● EXERCISE DIRECTIONS
For each line below, return an exact copy.

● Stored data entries
┌──

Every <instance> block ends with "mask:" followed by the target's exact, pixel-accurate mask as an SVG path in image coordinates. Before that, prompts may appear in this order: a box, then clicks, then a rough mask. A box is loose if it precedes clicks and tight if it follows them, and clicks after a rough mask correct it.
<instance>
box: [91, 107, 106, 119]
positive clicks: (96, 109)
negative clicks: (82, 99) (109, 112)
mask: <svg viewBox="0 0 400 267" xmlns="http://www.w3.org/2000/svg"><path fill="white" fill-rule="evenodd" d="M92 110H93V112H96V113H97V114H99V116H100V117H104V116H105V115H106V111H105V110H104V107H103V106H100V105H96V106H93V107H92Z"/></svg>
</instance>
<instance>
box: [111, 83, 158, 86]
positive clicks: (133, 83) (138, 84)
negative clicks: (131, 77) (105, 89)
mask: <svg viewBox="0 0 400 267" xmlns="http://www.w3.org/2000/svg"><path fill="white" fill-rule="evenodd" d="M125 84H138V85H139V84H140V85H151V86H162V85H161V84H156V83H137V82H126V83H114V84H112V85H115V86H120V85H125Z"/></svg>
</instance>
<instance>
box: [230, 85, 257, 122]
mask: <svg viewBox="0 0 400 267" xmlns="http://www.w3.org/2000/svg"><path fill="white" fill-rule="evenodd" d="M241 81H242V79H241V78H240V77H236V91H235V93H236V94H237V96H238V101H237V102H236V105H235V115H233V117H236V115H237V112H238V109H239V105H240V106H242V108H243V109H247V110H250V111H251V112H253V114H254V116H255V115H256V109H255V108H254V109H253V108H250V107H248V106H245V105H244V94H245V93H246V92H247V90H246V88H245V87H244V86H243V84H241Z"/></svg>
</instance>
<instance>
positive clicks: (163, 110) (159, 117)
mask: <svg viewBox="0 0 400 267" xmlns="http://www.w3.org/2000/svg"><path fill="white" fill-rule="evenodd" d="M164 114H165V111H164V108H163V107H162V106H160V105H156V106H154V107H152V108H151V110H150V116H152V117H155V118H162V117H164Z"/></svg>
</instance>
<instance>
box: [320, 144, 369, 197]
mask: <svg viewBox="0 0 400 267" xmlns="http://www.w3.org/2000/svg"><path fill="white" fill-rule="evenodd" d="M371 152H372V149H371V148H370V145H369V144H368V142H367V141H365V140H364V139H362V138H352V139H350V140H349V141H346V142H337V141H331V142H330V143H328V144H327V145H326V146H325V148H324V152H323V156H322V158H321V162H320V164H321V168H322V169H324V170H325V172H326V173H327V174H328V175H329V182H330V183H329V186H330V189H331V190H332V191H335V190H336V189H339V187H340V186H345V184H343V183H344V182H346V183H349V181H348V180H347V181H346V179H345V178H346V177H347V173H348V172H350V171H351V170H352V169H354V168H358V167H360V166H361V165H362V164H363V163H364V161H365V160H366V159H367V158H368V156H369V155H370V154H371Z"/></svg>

└──

● ANSWER
Every <instance> block ends with "mask:" followed by the target's exact, pixel-accurate mask as an SVG path in image coordinates. Before that, prompts may appear in this order: a box, then clicks, then a rough mask. A box is loose if it precedes clicks and tight if it follows them, and clicks after a rough mask correct it.
<instance>
box: [91, 107, 106, 119]
positive clicks: (96, 109)
negative clicks: (82, 99) (109, 112)
mask: <svg viewBox="0 0 400 267" xmlns="http://www.w3.org/2000/svg"><path fill="white" fill-rule="evenodd" d="M92 110H93V112H96V113H97V114H99V116H100V117H104V116H105V115H106V111H105V110H104V107H103V106H100V105H96V106H93V107H92Z"/></svg>
</instance>
<instance>
box: [111, 83, 158, 86]
positive clicks: (133, 83) (138, 84)
negative clicks: (131, 77) (105, 89)
mask: <svg viewBox="0 0 400 267" xmlns="http://www.w3.org/2000/svg"><path fill="white" fill-rule="evenodd" d="M125 84H138V85H139V84H140V85H151V86H162V85H161V84H156V83H137V82H126V83H114V84H112V85H115V86H120V85H125Z"/></svg>
</instance>
<instance>
box: [230, 85, 257, 122]
mask: <svg viewBox="0 0 400 267" xmlns="http://www.w3.org/2000/svg"><path fill="white" fill-rule="evenodd" d="M241 81H242V79H241V78H240V77H236V91H235V93H236V94H237V96H238V101H237V102H236V105H235V115H233V117H236V115H237V112H238V109H239V105H240V106H242V108H243V109H247V110H250V111H251V112H253V114H254V116H255V115H256V109H255V108H254V109H253V108H250V107H248V106H245V105H244V94H245V93H246V92H247V90H246V88H245V87H244V86H243V84H241Z"/></svg>
</instance>
<instance>
positive clicks: (163, 110) (159, 117)
mask: <svg viewBox="0 0 400 267" xmlns="http://www.w3.org/2000/svg"><path fill="white" fill-rule="evenodd" d="M164 114H165V111H164V108H163V107H162V106H160V105H156V106H154V107H152V108H151V110H150V116H152V117H155V118H162V117H164Z"/></svg>
</instance>
<instance>
box: [320, 144, 369, 197]
mask: <svg viewBox="0 0 400 267" xmlns="http://www.w3.org/2000/svg"><path fill="white" fill-rule="evenodd" d="M371 152H372V149H371V148H370V145H369V144H368V142H367V141H365V140H364V139H362V138H352V139H350V140H349V141H346V142H337V141H331V142H330V143H328V144H327V145H326V146H325V148H324V152H323V156H322V158H321V162H320V164H321V168H322V169H324V170H325V172H326V173H327V174H328V175H329V182H330V183H329V186H330V189H331V190H332V191H335V190H336V189H339V187H340V186H345V184H343V183H344V182H346V183H349V181H348V180H347V181H346V179H345V178H346V177H347V173H348V172H350V171H351V170H352V169H354V168H358V167H360V166H361V165H362V164H363V163H364V161H365V160H366V159H367V158H368V156H369V155H370V154H371Z"/></svg>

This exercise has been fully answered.